Arbeitsanweisungen -
1 > Fasse den Interviewauszug in zwei Sätzen zusammen.
2 > Tausche in der Auflistung, vom Anfang bis einschließlich der Zeile mit "positive clicks: (264, 20)", das Wort "target" gegen "region" aus. Gib nur diese Zeilen sonst unverändert und ohne die Bilder wieder.

Quelldokument -
^^^^^^^^

Gibt es ein konkretes österreichisches Anliegen, wofür Sie sich in der EU oder international einsetzen würden?

Van der Bellen

Die Europäische Union ist dabei auseinanderzubröseln. Das Flüchtlingsdrama ist nur das akuteste Beispiel, wo die Mitgliedstaaten nicht im Stande sind, zu einer Lösung zu kommen. Ich sehe darin ein fundamentales Problem in der Konstruktion der Union. Es ist zu viel Macht bei den Mitgliedstaaten und zu wenig bei der Kommission und dem Europäischen Parlament, also zu viel Nationalstaaterei. Deswegen ist es schwer, die Flüchtlinge fair zu verteilen. Die Union sollte anders organisiert sein, um Handlungsfähigkeit herzustellen. Sie darf nicht zerbröseln. Dafür würde ich werben wollen.

Hofer

Was die Briten ausverhandelt haben - den Anreiz zu setzen, dass Menschen ins Land kommen, die sich hier tatsächlich etwas aufbauen und im Job aktiv sein wollen - halte ich für einen guten Ansatz. Welchen Anreiz setzt ein Land bei der Einwanderung? Wir sind ein Land, wo man sehr hohe Steuern bezahlt. Da ist gleich einmal die Hälfte vom Einkommen weg. Wenn jemand sagt, er möchte etwas leisten und etwas verdienen, geht er nicht nach Österreich. Aber die Menschen finden sofort ihr Netz in der Mindestsicherung. Das ist nicht der Anreiz den ich bei der Einwanderung setzen will.

Asyl ist eine völlig andere Schiene. Asyl heißt Menschen zu helfen, die verfolgt werden und sich nicht wehren können. Meine Tochter hat viele Freunde, deren Eltern aus dem Ausland zu uns gekommen sind und sich alle etwas aufgebaut haben. Genau diese Leute sollen wir einladen und holen. Ich glaube, diesen Zugang - den sich die Briten erkämpft haben - sollte man eigentlich in allen Ländern der Europäischen Union umsetzen.

^^^^^^^^

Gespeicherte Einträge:
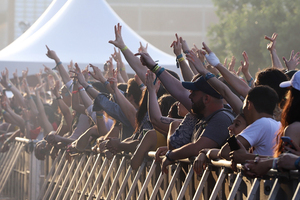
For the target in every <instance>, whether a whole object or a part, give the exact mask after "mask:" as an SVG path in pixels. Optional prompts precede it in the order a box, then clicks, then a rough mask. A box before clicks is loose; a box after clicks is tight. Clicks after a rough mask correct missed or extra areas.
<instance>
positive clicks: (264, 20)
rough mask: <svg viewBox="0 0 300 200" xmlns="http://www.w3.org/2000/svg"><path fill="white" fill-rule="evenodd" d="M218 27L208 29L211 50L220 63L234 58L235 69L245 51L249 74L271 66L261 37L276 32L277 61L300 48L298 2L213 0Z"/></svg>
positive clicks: (212, 27) (254, 0)
mask: <svg viewBox="0 0 300 200" xmlns="http://www.w3.org/2000/svg"><path fill="white" fill-rule="evenodd" d="M213 2H214V4H215V6H216V7H217V15H218V16H219V19H220V21H219V24H217V25H214V26H212V27H210V30H209V33H208V35H209V38H210V47H211V49H212V50H213V51H214V52H215V53H216V55H218V57H219V58H220V60H223V59H224V58H225V57H227V58H230V57H231V56H232V55H234V56H235V57H236V58H237V62H236V63H237V64H236V66H235V68H236V69H237V68H238V67H239V64H238V63H239V61H241V60H242V59H243V57H242V52H243V51H246V52H247V53H248V56H249V61H250V71H251V74H252V75H254V73H255V72H256V71H257V69H258V68H261V69H263V68H266V67H269V66H271V58H270V54H269V51H268V50H267V44H268V41H267V40H265V39H264V36H265V35H267V36H272V34H273V33H274V32H276V33H278V37H277V40H276V49H277V54H278V56H279V58H282V57H283V56H285V57H286V58H289V55H290V52H291V50H295V52H297V51H299V50H300V48H299V46H300V37H299V36H298V34H299V30H300V29H299V25H300V24H299V20H300V0H293V1H292V0H285V1H282V0H213Z"/></svg>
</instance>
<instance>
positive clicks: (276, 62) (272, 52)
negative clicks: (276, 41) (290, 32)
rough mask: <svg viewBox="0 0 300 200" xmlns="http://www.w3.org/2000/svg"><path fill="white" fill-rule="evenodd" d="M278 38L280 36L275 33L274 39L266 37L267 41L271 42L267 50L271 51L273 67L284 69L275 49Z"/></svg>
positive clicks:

^^^^^^^^

Antworten -
1 > Van der Bellen sieht die Europäische Union am Zerbröseln, weil zu viel Macht bei den Mitgliedstaaten und zu wenig bei Kommission und Europäischem Parlament liegt, und würde für eine anders organisierte, handlungsfähige Union werben. Hofer hält den von den Briten ausverhandelten Ansatz, Einwanderung für Menschen attraktiv zu machen, die sich etwas aufbauen und arbeiten wollen, für gut und für alle EU-Länder geeignet, während er Asyl als eigene Schiene zur Hilfe für Verfolgte sieht.

2 >
For the region in every <instance>, whether a whole object or a part, give the exact mask after "mask:" as an SVG path in pixels. Optional prompts precede it in the order a box, then clicks, then a rough mask. A box before clicks is loose; a box after clicks is tight. Clicks after a rough mask correct missed or extra areas.
<instance>
positive clicks: (264, 20)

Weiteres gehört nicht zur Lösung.